▸ Texte fourni:
'''

Oser quitter

Le monde est en transformation continue. Cette transformation étant globale, sans point de repère fixe, elle ne se constate pas. C’est en tombant sur une vieille photographie que nous prenons conscience que nous avons tant vieilli. Les relations que nous entretenons avec les autres sont, elles aussi, en transformation continue.

Or, il arrive que l’on ne se rende pas compte qu’une amitié est morte, et qu’elle ne se poursuit que sur sa lancée. Ou que l’attention mutuelle au sein d’un couple s’est transformée peu à peu, silencieusement, en cohabitation difficilement supportable, chacun se repliant sur ses intérêts. Il arrive aussi qu’une relation de couple ou d’amitié se transforme en emprise exercée par l’un sur l’autre. Aucun événement notable n’est venu signaler cette transformation progressive, qui peut aussi bien n’avoir été ni voulue ni anticipée. C’est la situation elle-même qui s’est transformée. Il faut parfois beaucoup de temps, des mois, des années, pour prendre conscience d’une telle transformation. Les souvenirs des commencements venant s’interposer, faire écran, nous n’accédons pas au présent, nous ne prenons pas conscience de cette gêne, de ce malaise, de cette angoisse qui croît au fil des jours. Nous ne sommes pas immédiatement lucides. La lucidité n’est ni l’intelligence ni les connaissances ni la mémoire, mais la capacité à accéder au présent, à ce que nous ne voyons pas parce que nous l’avons sans cesse sous les yeux.

'''

▸ Consignes:
A: Recopiez à l'identique les lignes des enregistrements, de celle qui contient « </instance> » jusqu'à la fin des enregistrements.
B: Reprenez le texte sur la transformation des relations et poursuivez-le là où il s'arrête.

▸ Enregistrements extraits:
'''

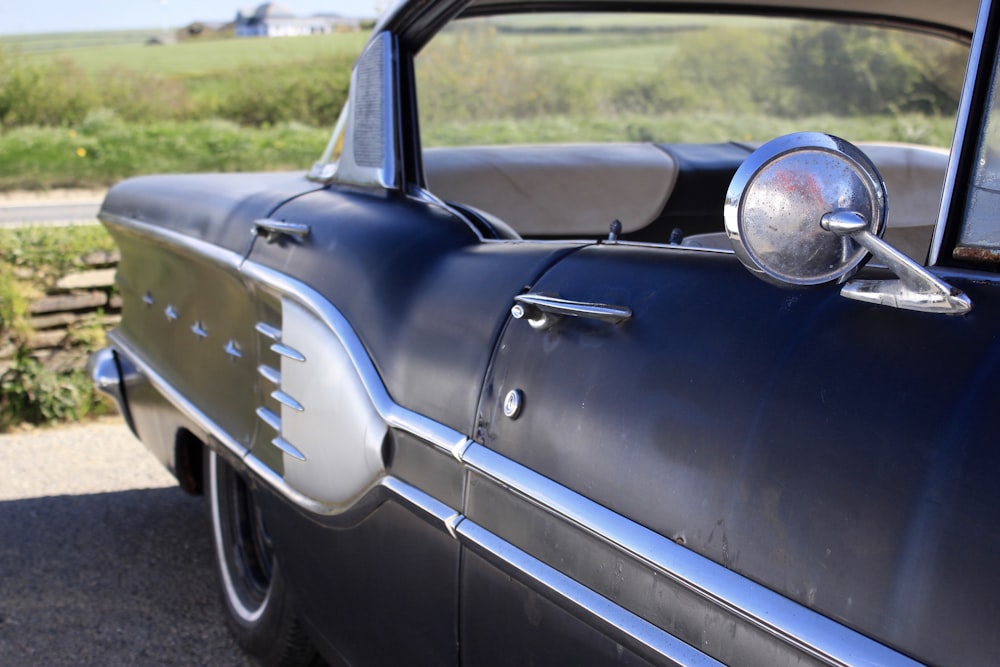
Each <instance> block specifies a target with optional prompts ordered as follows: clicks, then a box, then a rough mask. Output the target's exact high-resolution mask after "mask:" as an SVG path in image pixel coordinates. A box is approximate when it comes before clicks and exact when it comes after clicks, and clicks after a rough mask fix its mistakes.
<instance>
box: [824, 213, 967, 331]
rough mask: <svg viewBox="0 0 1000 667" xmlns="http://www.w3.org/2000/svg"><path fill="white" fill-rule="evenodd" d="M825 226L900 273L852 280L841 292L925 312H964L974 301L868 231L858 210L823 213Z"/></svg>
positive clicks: (834, 232) (894, 306) (887, 303)
mask: <svg viewBox="0 0 1000 667" xmlns="http://www.w3.org/2000/svg"><path fill="white" fill-rule="evenodd" d="M820 224H821V225H822V227H823V229H825V230H827V231H830V232H833V233H834V234H837V235H838V236H847V237H849V238H850V239H851V240H853V241H854V242H855V243H857V244H858V245H860V246H861V247H863V248H864V249H865V250H867V251H868V252H870V253H871V254H872V256H873V257H874V258H875V259H876V260H878V261H879V262H882V263H883V264H885V265H886V266H887V267H888V268H889V270H890V271H892V272H893V273H895V274H896V276H898V278H899V279H898V280H851V281H850V282H848V283H847V284H846V285H844V287H843V288H842V289H841V291H840V293H841V294H842V295H843V296H844V297H846V298H848V299H855V300H857V301H864V302H867V303H876V304H881V305H884V306H891V307H893V308H904V309H906V310H917V311H920V312H925V313H943V314H948V315H964V314H965V313H967V312H969V311H970V310H972V301H971V300H970V299H969V297H968V296H967V295H966V294H965V293H964V292H962V291H961V290H959V289H958V288H955V287H952V286H951V285H949V284H948V283H946V282H944V281H943V280H941V279H940V278H938V277H937V276H935V275H934V274H932V273H931V272H930V271H928V270H927V269H926V268H924V267H922V266H920V265H919V264H917V263H916V262H914V261H913V260H912V259H910V258H909V257H907V256H906V255H904V254H903V253H901V252H899V251H898V250H896V249H895V248H893V247H892V246H891V245H889V244H888V243H886V242H885V241H883V240H882V239H880V238H879V237H877V236H875V235H874V234H872V233H871V232H870V231H868V222H867V221H866V220H865V218H864V216H863V215H861V214H860V213H858V212H856V211H850V210H846V209H838V210H835V211H831V212H830V213H827V214H826V215H824V216H823V218H822V220H821V221H820Z"/></svg>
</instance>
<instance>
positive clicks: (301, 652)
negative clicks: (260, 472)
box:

'''

▸ Corrigé:
A:
</instance>
<instance>
positive clicks: (301, 652)
negative clicks: (260, 472)
box:

B:
Prendre conscience d’une situation ne va donc pas de soi. Il faut, pour cela, pour voir à travers le présent, pour devenir plus lucide, introduire un écart d’avec ce que l’on vit au quotidien. C’est un écart qui permet d’accéder au présent. S’extraire, par exemple, quelques jours de ce qui fait l’étoffe du présent pour aller ailleurs – une « retraite » dans un monastère, une semaine de marche solitaire, un autre lieu, un autre temps, un désœuvrement. C’est un tel écart qui permet un retour sur l’expérience acquise de telle manière que l’on décoïncide d’avec soi, que l’on acquière précisément de l’expérience ou, pour le dire plus justement, que l’on prend conscience de l’expérience acquise – que l’on gagne en lucidité.

Cela dit, ce n’est pas parce que nous prenons conscience d’une situation oppressante, ou néfaste, ou mortifère, que nous cessons pour autant d’y être englués. Il faut ensuite s’en dégager. Cela est coûteux. Il faut oser. Nous pouvons choisir de nous dégager lentement, en transformant peu à peu la situation de telle manière que nous installons une distance de plus en plus importante. C’est la stratégie de Madeleine, dans le roman de Fromentin : « Par des silences, par des retraites soudaines, par de multiples réticences qui détachaient tout lentement et sans rien briser, on eût dit qu’elle s’appliquait, avec des ménagements extrêmes, à dénouer des liens que la familiarité de nos habitudes avait rendus trop étroits. »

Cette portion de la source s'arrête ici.